[Data — start]

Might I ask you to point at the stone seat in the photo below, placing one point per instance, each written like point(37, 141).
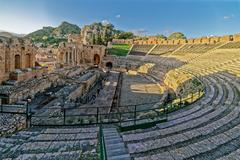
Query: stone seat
point(174, 129)
point(183, 137)
point(197, 149)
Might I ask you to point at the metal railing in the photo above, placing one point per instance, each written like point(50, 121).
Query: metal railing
point(103, 153)
point(122, 115)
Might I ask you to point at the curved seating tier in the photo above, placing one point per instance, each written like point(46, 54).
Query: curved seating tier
point(195, 132)
point(51, 143)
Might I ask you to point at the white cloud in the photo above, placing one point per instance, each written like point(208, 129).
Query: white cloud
point(105, 22)
point(229, 17)
point(118, 16)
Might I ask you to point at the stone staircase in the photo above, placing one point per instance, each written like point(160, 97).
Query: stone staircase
point(115, 147)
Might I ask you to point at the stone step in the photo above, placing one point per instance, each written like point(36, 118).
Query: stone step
point(120, 157)
point(112, 141)
point(115, 152)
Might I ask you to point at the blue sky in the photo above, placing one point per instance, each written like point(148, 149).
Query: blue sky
point(193, 17)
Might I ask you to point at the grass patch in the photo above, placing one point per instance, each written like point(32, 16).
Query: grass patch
point(119, 49)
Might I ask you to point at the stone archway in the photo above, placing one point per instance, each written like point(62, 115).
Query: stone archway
point(61, 57)
point(28, 61)
point(96, 59)
point(109, 65)
point(66, 57)
point(17, 63)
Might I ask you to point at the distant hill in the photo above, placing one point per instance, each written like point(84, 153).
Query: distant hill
point(53, 36)
point(10, 35)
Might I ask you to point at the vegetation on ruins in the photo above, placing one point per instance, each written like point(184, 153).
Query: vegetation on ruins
point(123, 35)
point(161, 36)
point(119, 49)
point(177, 35)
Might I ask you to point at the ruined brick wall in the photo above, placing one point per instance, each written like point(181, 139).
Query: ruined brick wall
point(236, 37)
point(227, 38)
point(76, 54)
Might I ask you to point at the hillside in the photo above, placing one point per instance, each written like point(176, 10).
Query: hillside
point(53, 36)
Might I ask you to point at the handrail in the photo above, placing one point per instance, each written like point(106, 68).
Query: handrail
point(103, 153)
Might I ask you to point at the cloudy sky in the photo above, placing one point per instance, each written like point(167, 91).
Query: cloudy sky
point(146, 17)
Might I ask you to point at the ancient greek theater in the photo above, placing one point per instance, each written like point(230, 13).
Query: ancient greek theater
point(84, 88)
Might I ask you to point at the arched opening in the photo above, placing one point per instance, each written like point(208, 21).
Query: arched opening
point(96, 59)
point(66, 57)
point(61, 57)
point(17, 61)
point(109, 65)
point(28, 61)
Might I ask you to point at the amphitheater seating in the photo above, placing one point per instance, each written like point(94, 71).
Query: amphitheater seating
point(163, 49)
point(197, 48)
point(191, 129)
point(140, 50)
point(231, 45)
point(51, 143)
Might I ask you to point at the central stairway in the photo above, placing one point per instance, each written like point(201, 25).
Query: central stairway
point(115, 147)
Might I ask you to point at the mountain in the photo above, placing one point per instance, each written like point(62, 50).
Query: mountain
point(53, 36)
point(9, 34)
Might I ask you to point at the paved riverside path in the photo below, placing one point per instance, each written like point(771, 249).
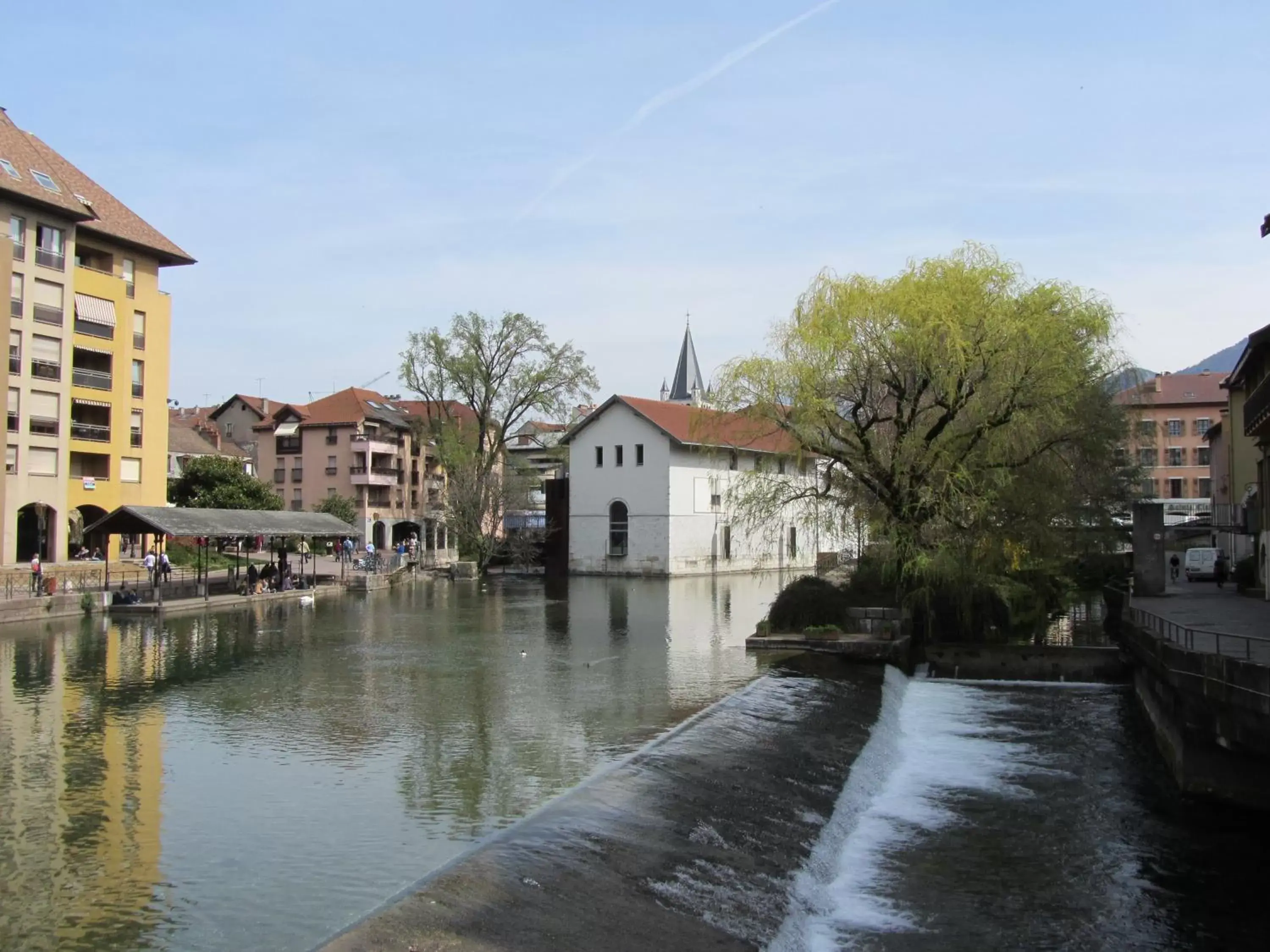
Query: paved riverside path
point(1215, 614)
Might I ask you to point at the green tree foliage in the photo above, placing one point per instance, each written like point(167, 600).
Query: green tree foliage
point(962, 407)
point(343, 508)
point(506, 371)
point(219, 483)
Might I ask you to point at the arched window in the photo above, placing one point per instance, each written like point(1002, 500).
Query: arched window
point(618, 526)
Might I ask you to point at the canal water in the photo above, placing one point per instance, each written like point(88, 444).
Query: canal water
point(262, 780)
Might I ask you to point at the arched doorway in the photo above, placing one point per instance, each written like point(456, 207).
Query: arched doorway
point(35, 521)
point(79, 520)
point(403, 531)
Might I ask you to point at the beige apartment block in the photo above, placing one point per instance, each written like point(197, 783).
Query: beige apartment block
point(1171, 415)
point(89, 344)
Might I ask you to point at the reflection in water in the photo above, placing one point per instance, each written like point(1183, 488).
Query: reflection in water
point(260, 779)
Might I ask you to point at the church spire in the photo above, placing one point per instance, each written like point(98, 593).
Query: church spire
point(686, 386)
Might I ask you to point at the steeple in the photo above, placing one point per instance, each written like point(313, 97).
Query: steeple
point(687, 386)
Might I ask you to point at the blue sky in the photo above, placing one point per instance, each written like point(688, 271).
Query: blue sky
point(348, 173)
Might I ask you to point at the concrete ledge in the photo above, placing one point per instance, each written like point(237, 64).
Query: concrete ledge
point(1027, 663)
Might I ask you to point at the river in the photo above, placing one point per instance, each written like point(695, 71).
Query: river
point(260, 780)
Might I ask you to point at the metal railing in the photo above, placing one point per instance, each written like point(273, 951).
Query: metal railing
point(1250, 648)
point(94, 432)
point(94, 380)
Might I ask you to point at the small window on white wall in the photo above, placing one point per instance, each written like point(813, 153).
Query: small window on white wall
point(41, 461)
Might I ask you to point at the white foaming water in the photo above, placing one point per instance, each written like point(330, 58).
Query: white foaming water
point(933, 739)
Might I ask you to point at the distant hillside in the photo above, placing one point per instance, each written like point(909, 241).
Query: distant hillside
point(1221, 362)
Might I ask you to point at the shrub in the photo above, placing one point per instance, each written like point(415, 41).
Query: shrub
point(808, 602)
point(1246, 573)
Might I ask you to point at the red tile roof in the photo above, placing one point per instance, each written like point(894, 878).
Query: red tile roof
point(696, 426)
point(1176, 390)
point(106, 215)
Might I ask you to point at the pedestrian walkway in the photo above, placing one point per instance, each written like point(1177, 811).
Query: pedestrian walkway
point(1202, 617)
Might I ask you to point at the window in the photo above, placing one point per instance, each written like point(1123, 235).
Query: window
point(41, 461)
point(618, 528)
point(45, 179)
point(50, 247)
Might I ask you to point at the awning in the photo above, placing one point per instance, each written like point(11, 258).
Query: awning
point(94, 310)
point(176, 521)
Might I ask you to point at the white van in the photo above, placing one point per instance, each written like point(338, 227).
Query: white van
point(1202, 564)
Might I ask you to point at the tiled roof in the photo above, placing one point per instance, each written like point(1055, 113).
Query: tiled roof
point(106, 215)
point(187, 441)
point(1176, 390)
point(696, 426)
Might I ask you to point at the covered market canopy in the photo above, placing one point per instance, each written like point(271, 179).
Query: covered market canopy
point(176, 521)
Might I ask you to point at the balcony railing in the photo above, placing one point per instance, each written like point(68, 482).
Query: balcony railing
point(42, 427)
point(1256, 410)
point(94, 380)
point(47, 315)
point(46, 370)
point(51, 259)
point(93, 329)
point(94, 432)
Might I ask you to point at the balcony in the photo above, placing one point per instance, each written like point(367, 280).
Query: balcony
point(92, 432)
point(44, 314)
point(1256, 410)
point(93, 380)
point(42, 427)
point(51, 259)
point(373, 476)
point(93, 329)
point(46, 370)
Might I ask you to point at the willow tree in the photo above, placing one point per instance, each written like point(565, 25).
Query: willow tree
point(963, 407)
point(480, 381)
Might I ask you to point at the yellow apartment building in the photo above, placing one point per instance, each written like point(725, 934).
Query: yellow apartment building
point(89, 343)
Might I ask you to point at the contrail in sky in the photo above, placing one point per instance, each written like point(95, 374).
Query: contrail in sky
point(665, 98)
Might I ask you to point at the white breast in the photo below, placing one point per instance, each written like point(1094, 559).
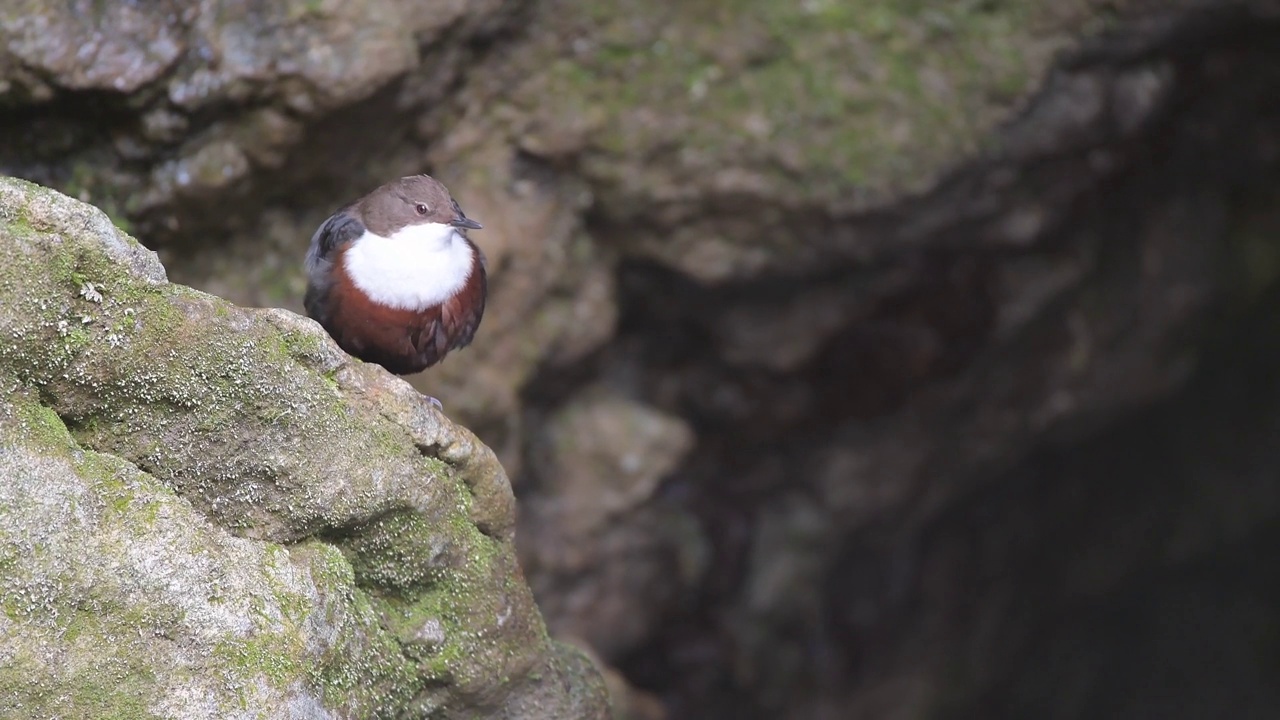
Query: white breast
point(415, 268)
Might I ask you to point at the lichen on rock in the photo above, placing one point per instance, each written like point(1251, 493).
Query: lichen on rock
point(210, 511)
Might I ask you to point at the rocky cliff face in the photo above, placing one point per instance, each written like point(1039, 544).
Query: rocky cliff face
point(859, 359)
point(213, 513)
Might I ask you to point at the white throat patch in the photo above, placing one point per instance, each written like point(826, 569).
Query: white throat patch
point(415, 268)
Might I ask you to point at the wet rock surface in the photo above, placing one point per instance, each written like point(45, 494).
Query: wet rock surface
point(213, 513)
point(854, 359)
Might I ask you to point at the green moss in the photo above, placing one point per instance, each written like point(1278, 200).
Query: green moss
point(826, 95)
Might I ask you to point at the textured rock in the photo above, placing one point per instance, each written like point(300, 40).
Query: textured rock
point(213, 513)
point(932, 287)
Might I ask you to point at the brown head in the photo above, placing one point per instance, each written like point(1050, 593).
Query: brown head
point(410, 201)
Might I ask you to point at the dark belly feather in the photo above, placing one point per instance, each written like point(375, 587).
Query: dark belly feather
point(402, 341)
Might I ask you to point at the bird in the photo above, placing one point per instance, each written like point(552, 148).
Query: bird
point(394, 279)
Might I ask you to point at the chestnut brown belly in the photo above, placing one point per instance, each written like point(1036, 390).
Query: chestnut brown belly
point(403, 341)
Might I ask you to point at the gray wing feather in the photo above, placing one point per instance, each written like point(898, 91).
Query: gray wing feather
point(332, 235)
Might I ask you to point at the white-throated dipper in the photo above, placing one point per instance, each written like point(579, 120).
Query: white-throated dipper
point(394, 279)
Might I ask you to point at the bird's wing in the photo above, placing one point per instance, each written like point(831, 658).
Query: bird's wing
point(328, 240)
point(333, 233)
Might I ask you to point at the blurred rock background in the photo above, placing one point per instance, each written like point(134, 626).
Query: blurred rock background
point(851, 359)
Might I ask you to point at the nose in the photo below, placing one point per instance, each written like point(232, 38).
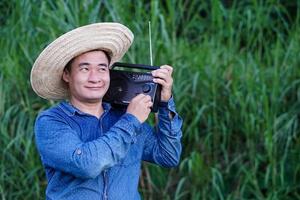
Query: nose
point(94, 76)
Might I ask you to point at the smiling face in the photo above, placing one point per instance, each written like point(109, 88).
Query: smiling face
point(88, 77)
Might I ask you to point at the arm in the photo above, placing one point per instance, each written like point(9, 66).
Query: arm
point(164, 147)
point(61, 148)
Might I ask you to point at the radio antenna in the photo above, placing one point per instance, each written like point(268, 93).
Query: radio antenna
point(150, 44)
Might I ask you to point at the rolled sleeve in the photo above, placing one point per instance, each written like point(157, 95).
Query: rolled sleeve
point(163, 146)
point(60, 146)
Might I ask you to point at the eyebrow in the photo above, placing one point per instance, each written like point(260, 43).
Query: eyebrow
point(86, 63)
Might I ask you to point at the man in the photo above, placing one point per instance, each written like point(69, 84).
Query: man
point(89, 149)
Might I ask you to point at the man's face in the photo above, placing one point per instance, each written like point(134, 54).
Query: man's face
point(88, 78)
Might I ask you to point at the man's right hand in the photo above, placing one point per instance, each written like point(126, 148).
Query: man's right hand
point(140, 107)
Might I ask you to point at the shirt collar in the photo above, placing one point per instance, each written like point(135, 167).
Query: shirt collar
point(71, 110)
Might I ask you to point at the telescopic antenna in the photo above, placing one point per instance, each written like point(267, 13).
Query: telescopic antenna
point(150, 44)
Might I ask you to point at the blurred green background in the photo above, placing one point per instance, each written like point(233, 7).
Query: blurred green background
point(237, 81)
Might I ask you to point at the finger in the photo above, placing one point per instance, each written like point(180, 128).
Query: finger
point(139, 97)
point(149, 104)
point(146, 98)
point(167, 67)
point(163, 82)
point(160, 71)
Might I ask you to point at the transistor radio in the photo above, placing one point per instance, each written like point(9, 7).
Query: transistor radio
point(125, 85)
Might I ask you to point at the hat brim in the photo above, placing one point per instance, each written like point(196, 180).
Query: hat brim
point(46, 74)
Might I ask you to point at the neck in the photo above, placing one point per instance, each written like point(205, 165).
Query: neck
point(92, 108)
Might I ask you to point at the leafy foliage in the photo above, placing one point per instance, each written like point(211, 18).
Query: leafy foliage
point(236, 86)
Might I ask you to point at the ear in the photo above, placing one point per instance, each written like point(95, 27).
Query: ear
point(66, 76)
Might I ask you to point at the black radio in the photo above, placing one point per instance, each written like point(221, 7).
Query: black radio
point(124, 85)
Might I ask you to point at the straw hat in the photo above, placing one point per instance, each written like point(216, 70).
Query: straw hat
point(46, 74)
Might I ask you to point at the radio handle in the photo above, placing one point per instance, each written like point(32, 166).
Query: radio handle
point(135, 66)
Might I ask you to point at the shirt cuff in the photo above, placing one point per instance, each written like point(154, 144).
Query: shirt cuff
point(164, 108)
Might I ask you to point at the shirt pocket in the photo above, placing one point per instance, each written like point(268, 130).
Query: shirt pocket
point(133, 157)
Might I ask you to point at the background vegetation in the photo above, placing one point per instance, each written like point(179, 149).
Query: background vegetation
point(236, 86)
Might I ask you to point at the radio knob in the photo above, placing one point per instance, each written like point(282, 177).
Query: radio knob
point(146, 88)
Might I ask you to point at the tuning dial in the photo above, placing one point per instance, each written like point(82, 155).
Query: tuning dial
point(146, 88)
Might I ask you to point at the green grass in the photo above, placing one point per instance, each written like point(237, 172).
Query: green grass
point(236, 86)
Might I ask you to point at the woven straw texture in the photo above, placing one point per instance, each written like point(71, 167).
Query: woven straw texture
point(46, 74)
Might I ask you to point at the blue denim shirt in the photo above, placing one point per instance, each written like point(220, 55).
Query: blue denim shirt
point(87, 158)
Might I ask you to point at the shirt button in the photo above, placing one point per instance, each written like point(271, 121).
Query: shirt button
point(78, 151)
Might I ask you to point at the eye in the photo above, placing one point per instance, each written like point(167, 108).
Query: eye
point(84, 69)
point(103, 68)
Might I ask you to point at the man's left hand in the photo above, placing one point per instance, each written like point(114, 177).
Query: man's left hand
point(163, 76)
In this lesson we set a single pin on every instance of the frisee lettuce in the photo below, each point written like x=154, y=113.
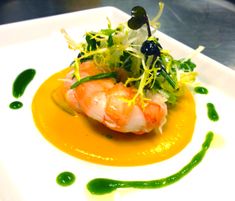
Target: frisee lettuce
x=146, y=69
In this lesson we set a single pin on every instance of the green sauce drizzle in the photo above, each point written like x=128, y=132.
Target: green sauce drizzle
x=211, y=112
x=22, y=81
x=201, y=90
x=101, y=186
x=65, y=179
x=16, y=105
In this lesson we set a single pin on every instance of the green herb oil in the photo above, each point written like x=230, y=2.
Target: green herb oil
x=211, y=112
x=65, y=179
x=101, y=186
x=201, y=90
x=22, y=81
x=16, y=105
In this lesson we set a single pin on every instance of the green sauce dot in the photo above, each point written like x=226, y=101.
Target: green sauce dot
x=16, y=105
x=65, y=179
x=212, y=113
x=201, y=90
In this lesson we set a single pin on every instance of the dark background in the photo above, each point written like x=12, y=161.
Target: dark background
x=194, y=22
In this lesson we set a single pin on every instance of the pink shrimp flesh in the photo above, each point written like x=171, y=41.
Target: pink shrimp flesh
x=106, y=101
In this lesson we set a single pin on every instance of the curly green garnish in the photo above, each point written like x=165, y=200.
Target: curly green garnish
x=132, y=49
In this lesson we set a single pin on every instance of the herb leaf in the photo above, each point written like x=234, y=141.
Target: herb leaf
x=94, y=77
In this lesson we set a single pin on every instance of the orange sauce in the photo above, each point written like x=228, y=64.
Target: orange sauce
x=89, y=140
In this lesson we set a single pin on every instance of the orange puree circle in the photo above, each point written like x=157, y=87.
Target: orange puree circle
x=91, y=141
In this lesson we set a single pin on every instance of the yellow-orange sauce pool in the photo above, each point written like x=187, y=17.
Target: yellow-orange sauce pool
x=89, y=140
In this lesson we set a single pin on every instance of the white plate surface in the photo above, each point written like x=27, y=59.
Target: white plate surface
x=29, y=164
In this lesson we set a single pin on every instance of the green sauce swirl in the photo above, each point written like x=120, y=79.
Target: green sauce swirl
x=101, y=186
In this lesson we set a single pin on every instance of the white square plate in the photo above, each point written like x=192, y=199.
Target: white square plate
x=29, y=164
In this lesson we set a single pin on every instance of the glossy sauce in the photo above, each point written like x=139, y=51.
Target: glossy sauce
x=102, y=186
x=22, y=81
x=16, y=105
x=65, y=178
x=201, y=90
x=86, y=139
x=19, y=86
x=211, y=112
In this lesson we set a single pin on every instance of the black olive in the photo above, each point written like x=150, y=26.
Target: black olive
x=150, y=47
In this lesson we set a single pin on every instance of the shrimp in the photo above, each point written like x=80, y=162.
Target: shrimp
x=106, y=101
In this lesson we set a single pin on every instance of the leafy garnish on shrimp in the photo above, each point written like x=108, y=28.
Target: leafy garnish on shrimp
x=128, y=74
x=132, y=49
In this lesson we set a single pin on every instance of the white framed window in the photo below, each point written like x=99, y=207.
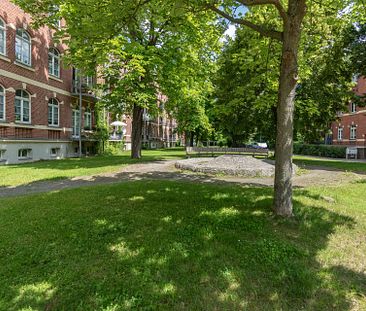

[Data — finish]

**Task details**
Search the material above for "below". Pull out each line where it shows up.

**Response box**
Might I ask you to point at the stone seat in the photo below, placing one point per instance, each written like point(37, 141).
Might I ask you to point at the paved riverside path in the photo below, placing one point per instance, each written like point(771, 249).
Might I ask you to point at the white breast in the photo below, placing one point per instance, each written like point(1094, 559).
Might I ask you to point at the nose in the photo below, placing one point per instance, each written like point(232, 38).
In this lesson we set a single pin on every instance of the frisee lettuce in the photo below, each point written like x=154, y=113.
In this lesson we set a single pin on every instance of the white framed window in the photo below, each point written like x=99, y=207.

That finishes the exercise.